§ Exercise
Copy every line of the records below, keeping each character unchanged.

* begin Material supplied *

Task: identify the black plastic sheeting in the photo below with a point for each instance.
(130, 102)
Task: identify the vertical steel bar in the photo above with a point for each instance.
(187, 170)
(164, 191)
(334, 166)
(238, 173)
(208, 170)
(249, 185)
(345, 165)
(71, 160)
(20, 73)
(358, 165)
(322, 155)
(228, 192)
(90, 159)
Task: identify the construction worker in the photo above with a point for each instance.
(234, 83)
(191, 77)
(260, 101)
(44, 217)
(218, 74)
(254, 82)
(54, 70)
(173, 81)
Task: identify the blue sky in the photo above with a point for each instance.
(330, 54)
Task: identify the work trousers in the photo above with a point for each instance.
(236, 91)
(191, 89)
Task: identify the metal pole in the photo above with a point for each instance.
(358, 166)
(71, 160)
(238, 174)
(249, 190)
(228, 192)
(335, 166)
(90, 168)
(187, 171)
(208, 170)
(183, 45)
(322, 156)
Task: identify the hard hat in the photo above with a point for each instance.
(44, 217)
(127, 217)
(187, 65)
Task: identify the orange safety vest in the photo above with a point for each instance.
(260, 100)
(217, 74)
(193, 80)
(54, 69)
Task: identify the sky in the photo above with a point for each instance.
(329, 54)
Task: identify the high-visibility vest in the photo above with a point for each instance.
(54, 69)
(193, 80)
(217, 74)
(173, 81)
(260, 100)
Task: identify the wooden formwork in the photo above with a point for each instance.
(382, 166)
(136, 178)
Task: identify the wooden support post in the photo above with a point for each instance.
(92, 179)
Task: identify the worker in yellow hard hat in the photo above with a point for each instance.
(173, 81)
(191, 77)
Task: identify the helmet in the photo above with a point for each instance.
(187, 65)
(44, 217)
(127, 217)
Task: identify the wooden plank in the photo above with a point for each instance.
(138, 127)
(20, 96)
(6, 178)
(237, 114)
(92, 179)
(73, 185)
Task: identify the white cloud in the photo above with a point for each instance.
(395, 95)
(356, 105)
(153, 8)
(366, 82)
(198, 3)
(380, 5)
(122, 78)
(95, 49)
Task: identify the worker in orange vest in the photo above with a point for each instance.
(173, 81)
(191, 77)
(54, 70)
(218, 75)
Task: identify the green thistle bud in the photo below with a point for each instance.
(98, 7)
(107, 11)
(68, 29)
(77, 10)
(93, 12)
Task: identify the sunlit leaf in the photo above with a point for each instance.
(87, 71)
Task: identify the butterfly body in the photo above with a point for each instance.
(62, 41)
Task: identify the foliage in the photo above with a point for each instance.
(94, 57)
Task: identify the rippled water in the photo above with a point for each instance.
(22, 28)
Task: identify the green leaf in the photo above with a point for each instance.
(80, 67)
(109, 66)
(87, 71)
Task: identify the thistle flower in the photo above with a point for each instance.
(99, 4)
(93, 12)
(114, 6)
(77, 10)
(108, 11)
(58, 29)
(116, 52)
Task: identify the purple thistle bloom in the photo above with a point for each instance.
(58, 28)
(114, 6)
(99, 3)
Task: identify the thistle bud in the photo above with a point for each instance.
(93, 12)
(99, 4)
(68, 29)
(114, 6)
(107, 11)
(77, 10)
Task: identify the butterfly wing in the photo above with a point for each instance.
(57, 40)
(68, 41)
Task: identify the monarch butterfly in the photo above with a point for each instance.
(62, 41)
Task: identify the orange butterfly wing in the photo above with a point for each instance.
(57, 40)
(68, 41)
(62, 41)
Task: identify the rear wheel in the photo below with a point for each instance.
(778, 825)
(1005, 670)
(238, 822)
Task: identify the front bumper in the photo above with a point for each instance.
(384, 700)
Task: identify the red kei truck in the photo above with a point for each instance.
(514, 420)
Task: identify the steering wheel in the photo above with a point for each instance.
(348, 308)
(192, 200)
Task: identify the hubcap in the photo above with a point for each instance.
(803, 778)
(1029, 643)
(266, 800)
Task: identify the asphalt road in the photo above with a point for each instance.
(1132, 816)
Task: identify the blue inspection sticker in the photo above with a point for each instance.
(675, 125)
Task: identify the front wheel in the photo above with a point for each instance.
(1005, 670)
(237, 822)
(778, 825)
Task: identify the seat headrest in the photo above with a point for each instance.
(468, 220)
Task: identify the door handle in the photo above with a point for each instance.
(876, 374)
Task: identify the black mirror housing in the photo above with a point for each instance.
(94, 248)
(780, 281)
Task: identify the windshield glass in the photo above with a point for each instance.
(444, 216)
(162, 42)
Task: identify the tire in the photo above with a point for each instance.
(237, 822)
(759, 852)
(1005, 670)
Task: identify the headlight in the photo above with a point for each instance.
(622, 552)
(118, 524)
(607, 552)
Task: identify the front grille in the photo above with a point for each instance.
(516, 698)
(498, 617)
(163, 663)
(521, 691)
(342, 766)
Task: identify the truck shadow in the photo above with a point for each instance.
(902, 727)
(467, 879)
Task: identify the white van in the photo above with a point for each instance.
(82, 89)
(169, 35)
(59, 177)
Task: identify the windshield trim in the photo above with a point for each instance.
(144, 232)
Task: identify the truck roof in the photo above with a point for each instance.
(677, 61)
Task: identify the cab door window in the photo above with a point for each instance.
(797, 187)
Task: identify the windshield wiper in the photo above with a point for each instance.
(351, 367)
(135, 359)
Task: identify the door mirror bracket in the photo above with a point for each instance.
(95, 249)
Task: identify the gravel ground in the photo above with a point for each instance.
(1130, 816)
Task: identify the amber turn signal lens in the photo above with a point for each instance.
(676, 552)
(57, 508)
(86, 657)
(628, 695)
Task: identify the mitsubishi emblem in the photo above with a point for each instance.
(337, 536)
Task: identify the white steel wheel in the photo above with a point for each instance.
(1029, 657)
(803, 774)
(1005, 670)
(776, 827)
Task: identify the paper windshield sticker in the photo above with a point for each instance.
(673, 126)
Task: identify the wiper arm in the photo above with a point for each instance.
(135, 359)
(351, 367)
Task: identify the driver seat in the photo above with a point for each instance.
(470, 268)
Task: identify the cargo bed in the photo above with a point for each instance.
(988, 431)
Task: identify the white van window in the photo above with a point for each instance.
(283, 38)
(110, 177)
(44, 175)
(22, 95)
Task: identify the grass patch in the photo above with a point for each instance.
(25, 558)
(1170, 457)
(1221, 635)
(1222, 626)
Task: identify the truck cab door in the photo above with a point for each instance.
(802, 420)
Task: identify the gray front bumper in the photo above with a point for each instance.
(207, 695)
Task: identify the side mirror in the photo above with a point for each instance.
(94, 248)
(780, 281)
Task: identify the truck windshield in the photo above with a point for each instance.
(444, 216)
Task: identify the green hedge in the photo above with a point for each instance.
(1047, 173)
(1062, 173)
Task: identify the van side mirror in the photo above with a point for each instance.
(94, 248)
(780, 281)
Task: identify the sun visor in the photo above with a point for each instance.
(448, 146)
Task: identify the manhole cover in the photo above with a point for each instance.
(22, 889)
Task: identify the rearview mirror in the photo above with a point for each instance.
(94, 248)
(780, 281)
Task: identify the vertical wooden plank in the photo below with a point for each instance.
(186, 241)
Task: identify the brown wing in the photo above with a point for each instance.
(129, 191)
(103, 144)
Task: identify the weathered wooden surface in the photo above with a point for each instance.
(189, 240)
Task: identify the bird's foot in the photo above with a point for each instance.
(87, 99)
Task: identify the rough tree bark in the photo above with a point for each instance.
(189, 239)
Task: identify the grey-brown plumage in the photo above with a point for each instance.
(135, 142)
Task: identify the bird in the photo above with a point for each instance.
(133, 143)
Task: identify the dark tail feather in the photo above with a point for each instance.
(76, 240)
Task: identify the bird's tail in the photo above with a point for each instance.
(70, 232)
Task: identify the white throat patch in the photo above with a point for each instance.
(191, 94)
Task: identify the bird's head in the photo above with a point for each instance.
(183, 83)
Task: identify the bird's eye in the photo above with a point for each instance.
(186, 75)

* end Material supplied *

§ Solution for this task
Task: identify the black plastic sheeting in the photo below with a point for each instance.
(130, 102)
Task: identify the vertical steel bar in the photo above with a point for each instance.
(187, 170)
(164, 191)
(334, 166)
(238, 173)
(208, 170)
(249, 185)
(345, 165)
(71, 160)
(20, 73)
(358, 165)
(322, 155)
(228, 192)
(90, 159)
Task: identify the construction worker in the photo above with a point for each instance.
(234, 83)
(191, 77)
(260, 101)
(44, 217)
(218, 74)
(254, 82)
(54, 70)
(173, 81)
Task: identify the blue sky in the photo above with a point for each instance.
(330, 54)
Task: identify the work trousers in the photo above with a point for each instance.
(236, 91)
(191, 89)
Task: identify the metal pole in the photo above with a point for each instance.
(358, 166)
(71, 160)
(238, 174)
(249, 190)
(228, 192)
(335, 166)
(90, 168)
(187, 171)
(208, 170)
(183, 45)
(322, 156)
Task: identify the hard hat in the photo above with a point for each instance.
(44, 217)
(127, 217)
(187, 65)
Task: identify the orange safety vest in the photo above with a point for each instance.
(260, 100)
(217, 74)
(193, 80)
(54, 69)
Task: identify the sky in the photo above with a point for each instance.
(329, 54)
Task: identify the high-visibility vest in the photo above with a point for each instance.
(54, 69)
(193, 80)
(217, 74)
(173, 81)
(260, 100)
Task: identify the wooden formwork in the photo above with a point for each instance.
(382, 166)
(136, 178)
Task: identify the wooden support post in the photo above with a point for each instance.
(92, 179)
Task: identify the worker in yellow hard hat in the photo above with a point for each instance.
(173, 81)
(191, 77)
Task: identify the helmet in the photo above with a point for each instance.
(187, 65)
(44, 217)
(127, 217)
Task: identify the wooden plank in the photo above with a point for each instance.
(138, 127)
(20, 96)
(6, 178)
(237, 114)
(92, 179)
(73, 185)
Task: identify the white cloud in the photo above with a point for each instance.
(395, 95)
(356, 105)
(153, 8)
(366, 82)
(198, 3)
(380, 5)
(122, 78)
(95, 49)
Task: identify the worker in orange vest in the photo above with a point for each instance.
(173, 81)
(191, 77)
(54, 70)
(218, 75)
Task: identify the green thistle bud in the photo below with a point for each instance.
(98, 7)
(107, 11)
(68, 29)
(77, 10)
(93, 12)
Task: identify the sunlit leaf in the photo above with a point for each instance.
(87, 71)
Task: identify the butterfly body in the photo above with a point for each instance.
(62, 41)
Task: identify the foliage in the photo above with a point for each instance.
(94, 57)
Task: identify the rippled water in the photo above with a point for each instance.
(22, 28)
Task: identify the green leaf in the photo above with a point for each instance.
(80, 67)
(109, 66)
(87, 71)
Task: identify the thistle flower in the photo above with a point for each instance.
(99, 4)
(93, 12)
(114, 6)
(77, 10)
(108, 11)
(58, 29)
(116, 52)
Task: identify the purple thistle bloom in the photo above with a point for each instance.
(58, 28)
(114, 6)
(99, 3)
Task: identify the thistle bud in the photo above with a point for each instance.
(93, 12)
(99, 4)
(68, 29)
(114, 6)
(107, 11)
(77, 10)
Task: identify the butterfly wing in the photo above with a point for each instance.
(57, 40)
(68, 41)
Task: identify the monarch butterfly in the photo above with a point for each instance.
(62, 41)
Task: identify the orange butterfly wing in the photo above with a point for each instance.
(57, 40)
(68, 41)
(62, 41)
Task: identify the rear wheel in the photo below with a point for each instance.
(778, 825)
(1005, 670)
(238, 822)
Task: identify the front bumper in the photo above with a point for each instance.
(384, 700)
Task: identify the red kei truck in the photo above with a point for each instance.
(514, 420)
Task: identify the steering wheel in the photo above with a point for each instance.
(348, 308)
(192, 200)
Task: identify the hubcap in the photo above with a point for each instance.
(803, 778)
(1029, 643)
(266, 800)
Task: identify the asphalt road in the photo above with a point for each instance.
(1132, 816)
Task: identify the blue inspection sticker in the photo above with a point for each instance.
(675, 125)
Task: identify the front wheel in the photo above with a point for each instance.
(1005, 670)
(237, 822)
(778, 825)
Task: identify the seat headrest in the photo above with a point for each instance.
(468, 220)
Task: identify the door handle in the photo above with a point for each instance.
(876, 374)
Task: identify the black mirror housing in the photo above with a point for each instance.
(94, 248)
(780, 281)
Task: identify the windshield glass in the photo above with a point for each instance.
(444, 216)
(162, 42)
Task: identify the tire in the photo above with a point for each instance.
(237, 822)
(759, 852)
(1005, 670)
Task: identify the headlight in the photo above with a point for each instance.
(622, 552)
(118, 524)
(607, 552)
Task: identify the front grille in the photo above with a point for each instance.
(516, 698)
(498, 617)
(163, 663)
(521, 691)
(342, 766)
Task: identify the truck shadow in the photo above with a point for each instance.
(902, 727)
(467, 879)
Task: identify the white van in the photo above with a point for each instance.
(82, 89)
(169, 35)
(59, 177)
Task: identify the windshield trim in the photo above with a point for each instance.
(144, 232)
Task: identify the truck roof in the photo above with a point for each instance.
(677, 61)
Task: identify the cab door window in the photo above with a point for each instance.
(797, 187)
Task: identify the windshield wiper in the photo above with a point for each instance.
(351, 367)
(135, 359)
Task: identify the door mirror bracket in the photo above with a point for each instance.
(95, 249)
Task: identify the gravel ground in the photo above with a point for each instance.
(1130, 816)
Task: identify the amber turn signal lens in the photo above with a point for each instance.
(676, 552)
(57, 508)
(86, 657)
(628, 695)
Task: identify the mitsubishi emblem in the photo above with a point for each instance.
(337, 536)
Task: identify the white steel wheel in the photo above with a point for each instance.
(1029, 657)
(803, 774)
(1005, 670)
(776, 827)
Task: identify the paper windshield sticker in the photo above with a point for each instance.
(673, 126)
Task: identify the wiper arm in the photo above with a point for each instance.
(135, 359)
(351, 367)
Task: identify the driver seat in the photo above with a point for each instance.
(470, 268)
Task: identify the cargo bed in the photo above with a point for each instance.
(988, 431)
Task: identify the white van window in the photo above with a point for each instance.
(283, 38)
(110, 177)
(44, 175)
(22, 95)
Task: identify the grass patch in the photo above with a point for each instance.
(25, 558)
(1170, 457)
(1221, 635)
(1222, 626)
Task: identify the truck cab door in the photo above with a point for each instance.
(802, 420)
Task: identify the gray front bumper in the photo above with a point for each instance.
(207, 695)
Task: identify the side mirror in the photo above with a point for each instance.
(94, 248)
(780, 281)
Task: identify the truck windshield in the photo above with a point for each instance.
(444, 216)
Task: identify the green hedge in the photo above with a point for each instance.
(1047, 173)
(1062, 173)
Task: identify the van side mirror in the photo above with a point for each instance.
(94, 248)
(780, 281)
Task: identify the sun visor in the photo above with a point for each instance.
(448, 146)
Task: identify the manhole cover in the photo above with a point for each instance.
(22, 889)
Task: identify the rearview mirror in the photo above with a point for each instance.
(94, 248)
(780, 281)
Task: identify the vertical wooden plank in the photo below with a point for each instance.
(186, 241)
Task: identify the brown wing in the photo above with a point for each instance.
(129, 191)
(103, 144)
Task: identify the weathered wooden surface in the photo above with a point for each instance.
(189, 240)
Task: identify the bird's foot in the photo above with a point for each instance.
(87, 99)
Task: identify the rough tree bark in the photo above with a point for each instance.
(189, 239)
Task: identify the grey-brown plumage in the photo above with a point for each instance.
(135, 142)
Task: identify the bird in the photo above with a point for each instance.
(133, 143)
Task: identify the dark tail feather in the photo above with a point for each instance.
(76, 240)
Task: identify the bird's tail in the photo above with a point for each instance.
(70, 232)
Task: identify the white throat patch in the photo above with a point for each instance.
(191, 94)
Task: identify the bird's head in the photo above with a point for each instance.
(183, 83)
Task: identify the bird's eye in the photo above with a point for each instance.
(186, 75)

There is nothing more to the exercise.